--- EXERCISE OBJECTIVE ---
Reproduce the data verbatim, from its first line up to and including the line containing "[163,137,233,253]".

--- RECORDS SHOWN ---
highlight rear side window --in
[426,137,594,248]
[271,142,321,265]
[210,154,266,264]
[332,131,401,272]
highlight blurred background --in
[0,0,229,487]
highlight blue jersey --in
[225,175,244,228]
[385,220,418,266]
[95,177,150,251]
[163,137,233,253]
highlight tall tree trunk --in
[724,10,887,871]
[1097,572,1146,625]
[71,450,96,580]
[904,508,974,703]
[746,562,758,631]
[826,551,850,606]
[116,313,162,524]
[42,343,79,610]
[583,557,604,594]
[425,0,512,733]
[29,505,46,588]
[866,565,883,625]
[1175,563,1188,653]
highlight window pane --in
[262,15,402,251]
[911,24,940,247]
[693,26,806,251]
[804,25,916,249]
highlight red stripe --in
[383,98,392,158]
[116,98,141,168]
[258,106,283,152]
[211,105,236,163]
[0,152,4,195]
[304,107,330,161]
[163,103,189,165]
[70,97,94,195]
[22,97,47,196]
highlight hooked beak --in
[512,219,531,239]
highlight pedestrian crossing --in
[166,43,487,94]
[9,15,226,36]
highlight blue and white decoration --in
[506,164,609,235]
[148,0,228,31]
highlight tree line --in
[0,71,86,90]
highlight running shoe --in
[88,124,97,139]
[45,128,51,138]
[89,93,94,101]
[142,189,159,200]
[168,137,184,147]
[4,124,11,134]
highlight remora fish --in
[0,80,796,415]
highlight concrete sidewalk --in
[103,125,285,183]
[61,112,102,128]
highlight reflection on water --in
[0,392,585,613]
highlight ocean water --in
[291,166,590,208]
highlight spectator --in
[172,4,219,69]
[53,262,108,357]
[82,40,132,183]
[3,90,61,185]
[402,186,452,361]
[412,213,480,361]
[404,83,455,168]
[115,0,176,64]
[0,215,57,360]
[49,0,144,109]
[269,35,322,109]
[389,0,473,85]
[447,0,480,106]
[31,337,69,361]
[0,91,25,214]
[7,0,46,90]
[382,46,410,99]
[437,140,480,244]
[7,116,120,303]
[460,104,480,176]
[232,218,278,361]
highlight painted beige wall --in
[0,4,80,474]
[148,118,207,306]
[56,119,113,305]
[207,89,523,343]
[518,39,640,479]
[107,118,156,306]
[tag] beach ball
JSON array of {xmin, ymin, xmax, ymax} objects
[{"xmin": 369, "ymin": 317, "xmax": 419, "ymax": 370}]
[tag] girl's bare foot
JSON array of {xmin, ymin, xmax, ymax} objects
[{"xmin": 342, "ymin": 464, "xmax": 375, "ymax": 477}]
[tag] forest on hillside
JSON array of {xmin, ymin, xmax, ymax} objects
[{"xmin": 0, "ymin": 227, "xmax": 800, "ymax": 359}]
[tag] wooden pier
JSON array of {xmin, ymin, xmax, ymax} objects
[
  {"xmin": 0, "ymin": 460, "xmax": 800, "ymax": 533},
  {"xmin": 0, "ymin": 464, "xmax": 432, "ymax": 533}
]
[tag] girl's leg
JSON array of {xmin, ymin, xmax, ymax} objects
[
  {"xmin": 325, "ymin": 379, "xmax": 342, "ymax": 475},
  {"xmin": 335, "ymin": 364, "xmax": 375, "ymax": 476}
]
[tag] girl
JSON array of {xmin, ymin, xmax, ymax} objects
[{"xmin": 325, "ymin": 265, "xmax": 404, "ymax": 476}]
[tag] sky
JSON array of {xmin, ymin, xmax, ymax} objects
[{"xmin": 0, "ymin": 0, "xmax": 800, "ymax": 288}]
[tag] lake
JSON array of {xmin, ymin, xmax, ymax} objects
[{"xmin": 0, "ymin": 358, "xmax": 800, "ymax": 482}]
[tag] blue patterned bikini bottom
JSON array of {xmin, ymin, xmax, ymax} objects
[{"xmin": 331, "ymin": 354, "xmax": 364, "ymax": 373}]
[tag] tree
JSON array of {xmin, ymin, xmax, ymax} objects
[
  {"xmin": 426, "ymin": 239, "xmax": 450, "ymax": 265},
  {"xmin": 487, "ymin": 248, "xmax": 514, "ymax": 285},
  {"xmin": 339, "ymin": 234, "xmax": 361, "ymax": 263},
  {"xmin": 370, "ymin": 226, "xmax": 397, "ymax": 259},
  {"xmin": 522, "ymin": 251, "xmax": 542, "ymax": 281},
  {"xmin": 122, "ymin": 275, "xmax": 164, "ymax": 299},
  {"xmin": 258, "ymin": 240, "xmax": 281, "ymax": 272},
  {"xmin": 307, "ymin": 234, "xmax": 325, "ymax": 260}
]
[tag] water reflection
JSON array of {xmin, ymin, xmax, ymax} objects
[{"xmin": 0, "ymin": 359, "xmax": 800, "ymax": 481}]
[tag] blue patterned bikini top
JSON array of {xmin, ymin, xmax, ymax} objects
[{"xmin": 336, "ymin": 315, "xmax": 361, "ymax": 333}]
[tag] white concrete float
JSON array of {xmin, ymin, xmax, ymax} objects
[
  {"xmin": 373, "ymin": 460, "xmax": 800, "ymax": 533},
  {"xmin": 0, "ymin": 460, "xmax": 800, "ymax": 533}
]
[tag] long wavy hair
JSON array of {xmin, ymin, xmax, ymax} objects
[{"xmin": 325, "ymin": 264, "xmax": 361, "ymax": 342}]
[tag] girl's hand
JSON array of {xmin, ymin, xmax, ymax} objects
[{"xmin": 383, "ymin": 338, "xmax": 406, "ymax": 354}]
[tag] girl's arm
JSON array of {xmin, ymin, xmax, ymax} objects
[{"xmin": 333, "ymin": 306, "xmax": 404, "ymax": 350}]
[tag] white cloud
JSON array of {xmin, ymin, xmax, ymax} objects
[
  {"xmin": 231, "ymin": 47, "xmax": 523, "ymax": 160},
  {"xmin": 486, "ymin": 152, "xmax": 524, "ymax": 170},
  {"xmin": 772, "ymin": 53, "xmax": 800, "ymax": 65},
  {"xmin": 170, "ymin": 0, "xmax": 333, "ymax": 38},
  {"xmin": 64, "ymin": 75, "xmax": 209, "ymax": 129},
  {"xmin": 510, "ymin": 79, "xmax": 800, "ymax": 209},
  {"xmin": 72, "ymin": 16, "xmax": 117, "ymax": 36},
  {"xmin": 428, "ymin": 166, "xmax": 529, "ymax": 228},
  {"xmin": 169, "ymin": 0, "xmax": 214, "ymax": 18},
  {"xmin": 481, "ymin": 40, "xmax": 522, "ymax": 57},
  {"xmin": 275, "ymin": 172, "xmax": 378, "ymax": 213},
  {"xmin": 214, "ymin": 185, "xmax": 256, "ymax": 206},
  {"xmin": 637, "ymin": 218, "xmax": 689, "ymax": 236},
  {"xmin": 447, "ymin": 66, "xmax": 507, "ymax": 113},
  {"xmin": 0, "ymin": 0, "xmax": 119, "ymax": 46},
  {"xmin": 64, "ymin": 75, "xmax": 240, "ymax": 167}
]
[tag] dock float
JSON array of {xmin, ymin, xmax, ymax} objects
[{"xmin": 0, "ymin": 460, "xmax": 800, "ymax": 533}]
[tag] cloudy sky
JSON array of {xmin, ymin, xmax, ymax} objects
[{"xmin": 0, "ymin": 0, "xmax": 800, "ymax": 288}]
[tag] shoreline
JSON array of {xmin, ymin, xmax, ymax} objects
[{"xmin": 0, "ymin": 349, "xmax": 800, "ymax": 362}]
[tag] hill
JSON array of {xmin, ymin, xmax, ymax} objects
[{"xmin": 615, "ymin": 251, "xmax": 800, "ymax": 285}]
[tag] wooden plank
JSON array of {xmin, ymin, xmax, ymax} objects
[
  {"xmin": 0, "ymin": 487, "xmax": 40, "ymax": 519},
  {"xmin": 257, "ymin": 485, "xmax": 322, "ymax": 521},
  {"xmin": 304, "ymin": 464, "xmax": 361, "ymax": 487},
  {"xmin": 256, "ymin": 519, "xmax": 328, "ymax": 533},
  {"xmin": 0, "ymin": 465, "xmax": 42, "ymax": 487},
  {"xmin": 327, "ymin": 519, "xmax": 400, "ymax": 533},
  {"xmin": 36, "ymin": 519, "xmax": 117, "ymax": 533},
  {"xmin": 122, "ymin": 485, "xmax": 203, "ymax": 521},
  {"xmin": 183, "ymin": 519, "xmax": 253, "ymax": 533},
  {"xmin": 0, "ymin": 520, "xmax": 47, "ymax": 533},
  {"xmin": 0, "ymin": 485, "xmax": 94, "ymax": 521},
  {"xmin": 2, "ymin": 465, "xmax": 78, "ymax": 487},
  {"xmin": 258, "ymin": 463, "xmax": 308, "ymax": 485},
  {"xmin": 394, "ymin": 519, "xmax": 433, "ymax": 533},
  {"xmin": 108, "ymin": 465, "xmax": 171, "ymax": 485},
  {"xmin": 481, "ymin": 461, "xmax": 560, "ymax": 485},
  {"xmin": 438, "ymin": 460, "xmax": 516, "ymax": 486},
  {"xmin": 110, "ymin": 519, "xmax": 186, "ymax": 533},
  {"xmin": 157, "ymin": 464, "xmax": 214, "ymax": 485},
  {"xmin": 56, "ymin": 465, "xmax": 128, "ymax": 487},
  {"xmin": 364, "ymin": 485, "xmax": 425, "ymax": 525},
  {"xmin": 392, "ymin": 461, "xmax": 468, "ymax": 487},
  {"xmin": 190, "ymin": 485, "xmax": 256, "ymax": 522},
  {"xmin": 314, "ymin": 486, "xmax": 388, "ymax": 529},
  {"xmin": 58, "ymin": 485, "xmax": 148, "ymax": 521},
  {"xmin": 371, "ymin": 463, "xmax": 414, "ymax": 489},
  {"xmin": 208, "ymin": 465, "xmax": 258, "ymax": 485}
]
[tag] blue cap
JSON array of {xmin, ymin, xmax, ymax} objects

--- COMPLETE OUTPUT ---
highlight rear side window --in
[426,137,594,248]
[271,142,321,265]
[210,154,266,264]
[332,131,401,272]
highlight blurred background --in
[0,0,229,487]
highlight blue jersey --in
[225,175,244,228]
[385,220,418,266]
[95,177,150,251]
[163,137,233,253]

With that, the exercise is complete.